• [Goal 1]: Rescale the point placement records by writing out every line again, requests included, with each pixel coordinate in the answers multiplied by 0.65 and rounded to a whole number, halves rounding up.
• [Goal 2]: Resume the benchmark post on MyRocks, InnoDB and TokuDB, starting right after its last sentence.

• [Page extract]:
Monday, December 18, 2017

MyRocks, InnoDB and TokuDB: a summary

This has links to all performance reports from my recent series. I wanted to publish all of this by year end because I am taking a break from running and documenting MyRocks and MongoRocks performance.

Small server

Results from Intel NUC servers I have at home.

Insert benchmark:

Sysbench:

Linkbench:


Sysbench: IO-bound and a fast server, part 2

This post has results for sysbench with an IO-bound workload and a fast server. It uses 1 table with 800M rows. The previous post had results for 8 tables with 100M rows/table. The goal is to understand the impact from more contention. Before that I published a report comparing sysbench with 8 tables vs 1 table for an in-memory workload.

All of the data is on github. With the exception of the scan section, the graphs below have the absolute QPS for 48 concurrent clients using 8 tables and 1 table.

tl;dr

  • MyRocks scans are up to 2X faster with readahead
  • update-one - all engines do worse. This is expected.
  • update-index - InnoDB 5.6 & 5.7 do worse. This doesn't repeat on the in-memory benchmark.
  • read-write - InnoDB 5.6 does better on the 1 table test. This is odd.
  • hot-points - all engines do worse. This is expected. MyRocks can do 3X better by switching from LRU to Clock once that feature is GA.
  • insert - InnoDB gets ~50% of the QPS with 1 table vs 8 tables.

scan

This scan test uses one connection to scan the 800M row table. For the previous post there were 8 connections each scanning a different table with 100M rows/table. Fortunately the results here are similar to the results from the previous test.
  • InnoDB 5.6 is faster than MyRocks without readahead.
  • MyRocks with readahead is faster than InnoDB 5.6 but slower than InnoDB 5.7/8.0


update-one

All engines lose QPS with 1 table, the result is expected given all updates go to one row on this test. The result here is similar to the in-memory benchmark.
update-index

MyRocks and InnoDB 8.0 do great. InnoDB 5.6/5.7 lose QPS with 1 table but I did not debug that.

read-write range=100

Most engines do the same for 1 vs 8 tables. InnoDB 5.6 does much better with 1 table but I did not debug that.

hot-points

All engines lose QPS with 1 table and this is similar to the in-memory benchmark. That is expected because the test fetches the same 100 rows per query and this stays in-memory. The QPS for MyRocks can be ~3X better by switching from using LRU to Clock for the block cache but that feature might not be GA today.

insert

InnoDB gets ~2X more QPS with 8 tables than with 1. That result is similar to the in-memory benchmark. I didn't debug the source of contention.

Sysbench: IO-bound and a fast server

In this post I share results for in-memory sysbench on a fast server using MyRocks, InnoDB and TokuDB.

tl;dr
  • MyRocks is more space efficient than InnoDB. InnoDB uses ~2.2X more space than compressed MyRocks and ~1.1X more space than uncompressed MyRocks.
  • MyRocks is more write effcient than InnoDB. InnoDB writes ~7.9X more to storage per update than MyRocks on the update-index test.

Point placement records:

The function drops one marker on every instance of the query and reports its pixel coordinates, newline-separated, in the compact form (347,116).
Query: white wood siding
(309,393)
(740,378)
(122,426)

• [Exercise answer 1]:
The function drops one marker on every instance of the query and reports its pixel coordinates, newline-separated, in the compact form (347,116).
Query: white wood siding
(201,255)
(481,246)
(79,277)

• [Exercise answer 2]:
  • For full index scans InnoDB 5.6 is ~2X faster than MyRocks. But with readahead enabled, uncompressed MyRocks is ~2X faster than InnoDB 5.6 and comparable to InnoDB 5.7/8.0.
  • MyRocks is >= InnoDB 5.7/8.0 for 3 of the four update-only tests. update-one is the only test on which it isn't similar or better and that test has a cached working set.
  • MyRocks is similar to InnoDB 5.6 on the insert only test.
  • MyRocks matches InnoDB 5.7/8.0 for read-write with range-size=100 (the default). It does worse with range-size=10000.
  • MyRocks is similar to InnoDB 5.6 for read-only with range-size=100 (the default). It does worse with range-size=10000. InnoDB 5.7/8.0 do better than InnoDB 5.6.
  • Results for point-query are mixed. MyRocks does worse than InnoDB 5.6 while InnoDB 5.7/8.0 do better and worse than InnoDB 5.6.
  • Results for random-points are also mixed and similar to point-query.

Configuration

My usage of sysbench is described here. The test server has 48 HW threads, fast SSD and 50gb of RAM. The database block cache (buffer pool) was 10gb for MyRocks and TokuDB and 35gb for InnoDB. MyRocks and TokuDB used buffered IO while InnoDB used O_DIRECT. Sysbench was run with 8 tables and 100M rows/table. Tests were repeated for 1, 2, 4, 8, 16, 24, 32, 40, 48 and 64 concurrent clients. At each concurrency level the read-only tests run for 180 seconds, the write-heavy tests for 300 seconds and the insert test for 180 seconds.

Tests were run for MyRocks, InnoDB from upstream MySQL, InnoDB from FB MySQL and TokuDB. The binlog was enabled but sync on commit was disabled for the binlog and database log. All engines used jemalloc. Mostly accurate my.cnf files are here.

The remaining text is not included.